Transcribe the portion of the article on regenerative land management starting at "The process of" and ending at "landscapes around the world.".

**Selected passage**
══════

In our last article, we shared land management success stories from around the world. We now turn our attention to practical questions about implementing regenerative land strategies…

Where Restoration Meets Management – Implementing Regenerative Land Management at TomKat and Beyond

Wendell Gilgert, standing in a trench, describes the various soil types found at TomKat Ranch

Wendell Gilgert, standing in a trench, describes the various soil types found at TomKat Ranch

06/23/2025

This is the second of a three part series about restoring land through regenerative land management.
By: By Wendy Millet and Mark Biaggi

In our last article, we shared land management success stories from around the world. We now turn our attention to practical questions about implementing regenerative land strategies in an agricultural context. How do we restore soil, water, and energy cycles while stewarding the land for healthy food? How do we break from old paradigms and try something new in the name of restoring the land, water, and soil? 

The process of implementing regenerative practices begins with shifting our paradigm as land managers from the notion that nature is a collection of parts that fit together in a linear fashion which can be controlled and fixed as one would a machine, towards a paradigm based on understanding our role as observers, collaborators, and partners with nature. 

Every landbase (soils, ecology, weather, land use history, etc) around the world is different and thus regenerative solutions require trial and error informed by what nature has set up to thrive in that particular place. Centuries of farming and land management practices that prioritized using the land (both the food and fiber) without giving back any resources has led to ecological degradation, topsoil loss, and biodiversity collapse we see on landscapes around the world. 

Today’s regenerative movement represents a fundamental shift towards restoring ecological function for the benefit of people and the planet. Understanding regenerative management requires a profound re-understanding of the importance of soil—not as an inert growing medium, but as a complex living ecosystem. A single teaspoon of healthy soil contains more microorganisms than there are people on the planet. This underground ecosystem forms the base of the terrestrial food web and mediates virtually all soil processes essential to the health of plants, animals, humans, air, water, and our climate. 

Wendell Gilgert, standing in a trench, describes the various soil types found at TomKat Ranch

Where soil is the foundation of nature, water is what enlivens it. In healthy ecosystems, rainfall infiltrates deeply into the ground where it’s stored and slowly released. By contrast, degraded landscapes shed water (often rapidly), leading to flooding and erosion, and contributing to drought as ineffective rainfall fails to recharge local hydrological systems. Regenerative practices aim to ensure “effective rainfall” (water that infiltrates the soil and stays in the land where it falls). Through increasing soil organic matter, strategic revegetation, and managing grazing patterns, areas once plagued by floods and droughts may improve hydrological cycles, and even see the return of springs that had been dry for generations.

To integrate regenerative principles into land management in a new place, safe-to-fail trials can be a big help. Designed to be context-specific and low-risk, safe-to-fail experiments can happen on small areas to address a specific resource concern or test a potential solution. These trials can serve as the starting point for more extensive implementation of regenerative practices once the practitioner has a chance to refine their approach.

══════

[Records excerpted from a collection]
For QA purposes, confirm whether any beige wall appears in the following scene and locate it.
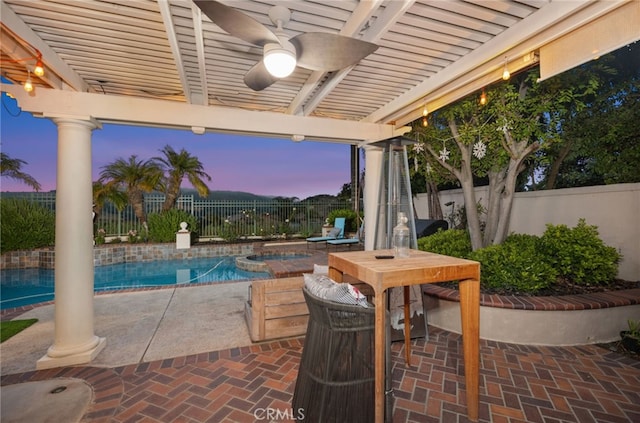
[414,183,640,281]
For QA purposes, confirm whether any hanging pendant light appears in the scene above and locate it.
[422,102,429,128]
[502,56,511,81]
[480,88,487,106]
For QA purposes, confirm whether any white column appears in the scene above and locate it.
[36,118,106,369]
[363,146,383,250]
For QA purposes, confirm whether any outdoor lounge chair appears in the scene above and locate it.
[307,217,345,248]
[327,224,364,249]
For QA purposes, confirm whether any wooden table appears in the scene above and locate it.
[329,250,480,423]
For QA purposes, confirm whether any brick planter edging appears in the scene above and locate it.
[423,284,640,310]
[423,284,640,346]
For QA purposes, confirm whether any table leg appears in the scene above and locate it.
[374,291,387,423]
[459,279,480,421]
[403,286,411,367]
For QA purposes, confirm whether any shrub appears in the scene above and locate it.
[327,209,364,232]
[418,229,471,258]
[541,219,622,285]
[0,198,56,253]
[469,234,558,294]
[149,209,198,242]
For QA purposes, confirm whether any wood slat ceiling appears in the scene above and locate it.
[0,0,624,131]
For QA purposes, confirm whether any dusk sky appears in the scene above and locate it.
[0,93,350,200]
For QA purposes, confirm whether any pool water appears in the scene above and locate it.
[0,257,270,310]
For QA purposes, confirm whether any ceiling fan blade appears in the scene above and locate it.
[289,32,378,72]
[194,0,280,47]
[244,60,278,91]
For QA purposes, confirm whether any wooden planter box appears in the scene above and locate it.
[244,276,309,342]
[244,276,373,342]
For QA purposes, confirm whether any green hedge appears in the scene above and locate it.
[469,235,558,294]
[0,198,56,253]
[418,219,622,294]
[418,229,471,258]
[541,219,622,285]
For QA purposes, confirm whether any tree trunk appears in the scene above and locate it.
[546,140,572,189]
[482,170,505,247]
[427,179,444,220]
[129,190,147,229]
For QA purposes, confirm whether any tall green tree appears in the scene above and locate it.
[0,153,41,191]
[538,42,640,189]
[98,155,164,233]
[413,69,596,250]
[153,145,211,211]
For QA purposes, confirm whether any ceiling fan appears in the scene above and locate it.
[194,0,378,91]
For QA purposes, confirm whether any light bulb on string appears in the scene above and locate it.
[502,57,511,81]
[422,103,429,128]
[33,59,44,77]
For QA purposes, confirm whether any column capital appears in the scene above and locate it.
[48,113,102,129]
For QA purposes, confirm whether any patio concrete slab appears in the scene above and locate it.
[0,378,93,423]
[0,282,251,375]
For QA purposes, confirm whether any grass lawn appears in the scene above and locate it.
[0,319,38,343]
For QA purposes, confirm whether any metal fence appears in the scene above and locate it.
[2,193,352,239]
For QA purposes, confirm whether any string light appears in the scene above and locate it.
[24,70,33,93]
[422,103,429,128]
[33,54,44,77]
[502,56,511,81]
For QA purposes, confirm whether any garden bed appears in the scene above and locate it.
[423,284,640,346]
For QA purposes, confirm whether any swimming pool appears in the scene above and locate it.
[0,257,271,310]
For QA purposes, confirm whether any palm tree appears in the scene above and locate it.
[0,153,40,191]
[152,145,211,211]
[98,155,163,232]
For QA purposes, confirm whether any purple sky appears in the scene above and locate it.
[0,94,350,199]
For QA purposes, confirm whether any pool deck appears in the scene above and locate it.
[0,244,640,423]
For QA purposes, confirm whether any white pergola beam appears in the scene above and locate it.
[0,84,404,144]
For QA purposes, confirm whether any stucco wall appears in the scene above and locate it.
[414,183,640,281]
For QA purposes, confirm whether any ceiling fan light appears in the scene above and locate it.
[24,72,33,93]
[264,43,296,78]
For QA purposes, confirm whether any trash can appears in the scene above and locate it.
[292,287,391,423]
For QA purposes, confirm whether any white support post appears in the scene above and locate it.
[36,117,106,369]
[363,145,383,250]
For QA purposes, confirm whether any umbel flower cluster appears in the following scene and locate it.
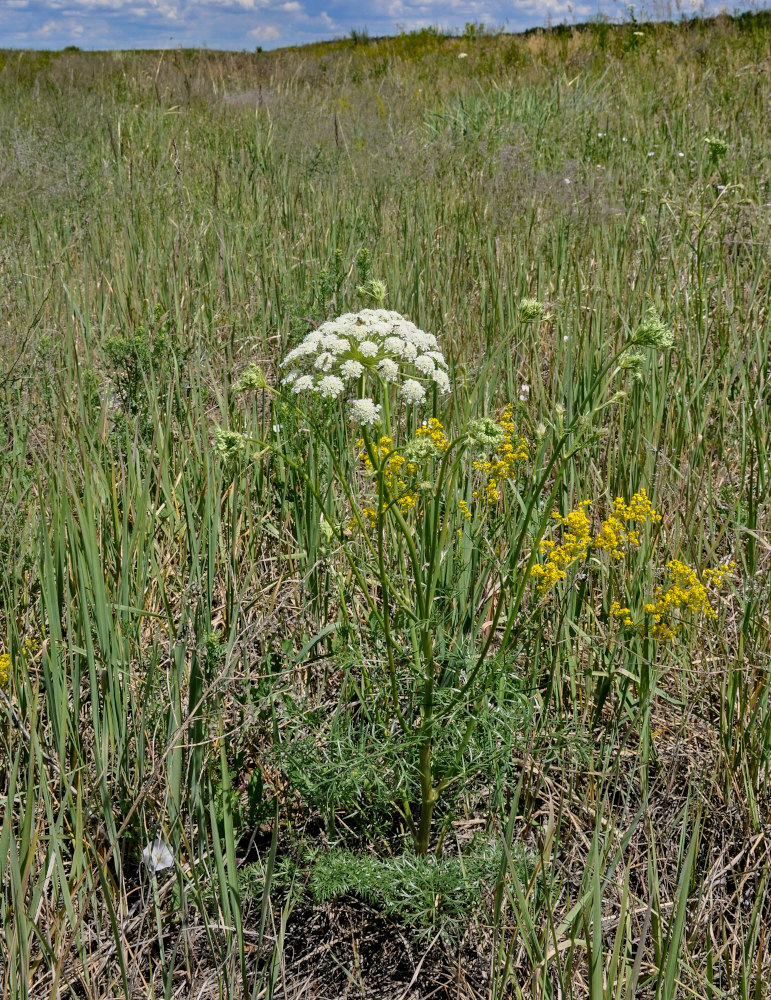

══════

**Solution for this task**
The process of implementing regenerative practices begins with shifting our paradigm as land managers from the notion that nature is a collection of parts that fit together in a linear fashion which can be controlled and fixed as one would a machine, towards a paradigm based on understanding our role as observers, collaborators, and partners with nature. 

Every landbase (soils, ecology, weather, land use history, etc) around the world is different and thus regenerative solutions require trial and error informed by what nature has set up to thrive in that particular place. Centuries of farming and land management practices that prioritized using the land (both the food and fiber) without giving back any resources has led to ecological degradation, topsoil loss, and biodiversity collapse we see on landscapes around the world.